# Azure Cognitive Services Speech API

## Batch Transcription

This Notebook uses the REST API for Batch transcription of audio files from an Azure Blob Storage Container.

## Prerequisites

- Data must be uploaded into an Azure Blob Storage Container
- Audio files must be in either WAV or MP3 format (with PCM Codec) or OGG (OPUS Codec), with a bitrate of 16-bit and a sample rate of either 8 or 16 kHz, in either mono or stero.
- A [Cognitive Services Speech Subscription](https://ms.portal.azure.com/#blade/Microsoft_Azure_Marketplace/GalleryFeaturedMenuItemBlade/selectedMenuItemId/home/searchQuery/speech/resetMenuId/) will be required, using a **standard** tier subscription

Further details are available from the documentation here - https://docs.microsoft.com/en-us/azure/cognitive-services/speech-service/batch-transcription#prerequisites

A Swagger is available for API testing and documentation here (see "Custom Speech Transcriptions" section) - https://uksouth.cris.ai/docs/v2.0/swagger

## Process

In [None]:
# Import modules

import requests
import json
import pandas as pd

# Replace <Region> to match the region in which you've provisioned your Speech service.

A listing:
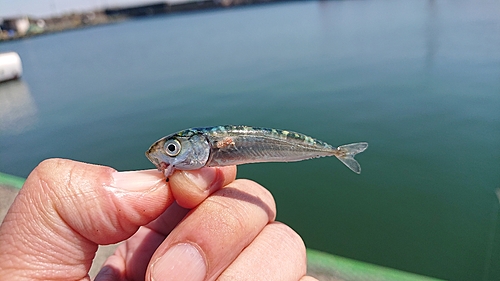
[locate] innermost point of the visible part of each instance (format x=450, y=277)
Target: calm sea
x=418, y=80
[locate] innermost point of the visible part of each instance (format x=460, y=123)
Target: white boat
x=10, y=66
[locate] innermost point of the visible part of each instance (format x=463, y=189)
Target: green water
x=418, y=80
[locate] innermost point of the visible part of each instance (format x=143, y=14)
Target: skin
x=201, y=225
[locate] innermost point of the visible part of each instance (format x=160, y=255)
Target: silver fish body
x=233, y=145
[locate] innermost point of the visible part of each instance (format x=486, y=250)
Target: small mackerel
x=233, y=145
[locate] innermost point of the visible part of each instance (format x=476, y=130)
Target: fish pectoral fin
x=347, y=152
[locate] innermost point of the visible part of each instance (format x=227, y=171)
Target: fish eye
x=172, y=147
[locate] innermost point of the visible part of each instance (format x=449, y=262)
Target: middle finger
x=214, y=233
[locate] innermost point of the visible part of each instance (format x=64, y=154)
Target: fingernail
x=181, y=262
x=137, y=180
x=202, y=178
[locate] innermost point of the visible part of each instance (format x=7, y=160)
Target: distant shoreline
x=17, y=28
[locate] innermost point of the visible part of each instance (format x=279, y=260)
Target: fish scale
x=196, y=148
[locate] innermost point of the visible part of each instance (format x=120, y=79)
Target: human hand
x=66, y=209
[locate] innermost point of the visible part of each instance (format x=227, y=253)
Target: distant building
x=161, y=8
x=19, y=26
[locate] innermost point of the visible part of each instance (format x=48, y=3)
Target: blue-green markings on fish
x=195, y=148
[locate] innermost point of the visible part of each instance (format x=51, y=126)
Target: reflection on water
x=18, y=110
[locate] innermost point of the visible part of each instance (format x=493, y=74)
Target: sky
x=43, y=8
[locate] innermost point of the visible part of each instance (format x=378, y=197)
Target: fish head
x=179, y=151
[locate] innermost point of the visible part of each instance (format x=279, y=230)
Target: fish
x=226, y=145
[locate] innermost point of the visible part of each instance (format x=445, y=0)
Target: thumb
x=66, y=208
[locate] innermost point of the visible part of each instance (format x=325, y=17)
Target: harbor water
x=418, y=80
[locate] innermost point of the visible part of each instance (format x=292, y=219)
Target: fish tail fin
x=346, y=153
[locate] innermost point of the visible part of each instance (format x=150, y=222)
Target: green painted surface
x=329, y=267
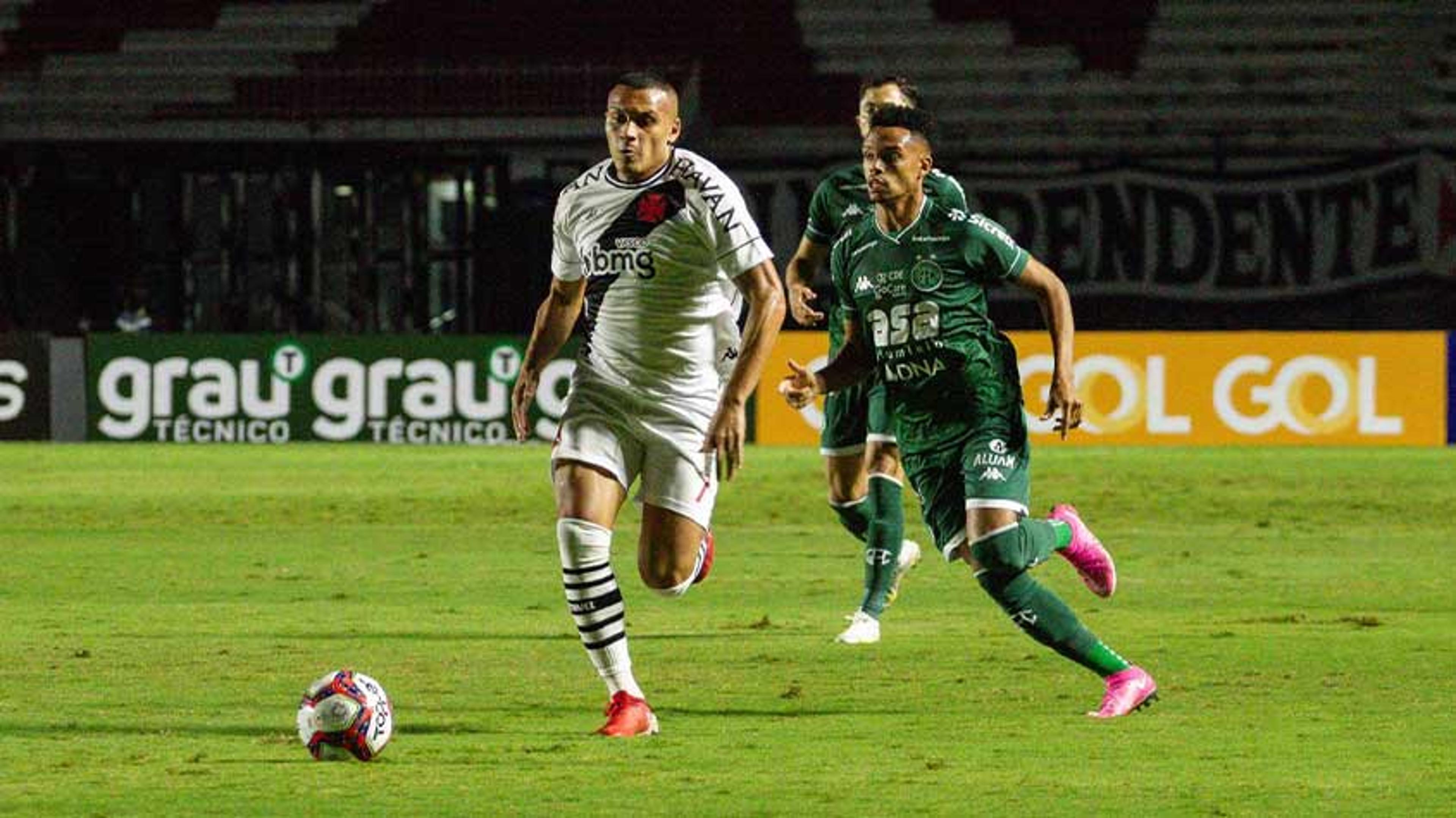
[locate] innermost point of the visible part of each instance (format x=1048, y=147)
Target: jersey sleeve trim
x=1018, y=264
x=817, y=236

Set tasks –
1) What subscription tier does the batch transcription notebook require for the Speech service?
2) Print the part of the batch transcription notebook that opens with the words containing "Further details are" and closes with "your Speech service.".

Exercise results –
1) A standard tier subscription.

2)
Further details are available from the documentation here - https://docs.microsoft.com/en-us/azure/cognitive-services/speech-service/batch-transcription#prerequisites

A Swagger is available for API testing and documentation here (see "Custom Speech Transcriptions" section) - https://uksouth.cris.ai/docs/v2.0/swagger

## Process

In [None]:
# Import modules

import requests
import json
import pandas as pd

# Replace <Region> to match the region in which you've provisioned your Speech service.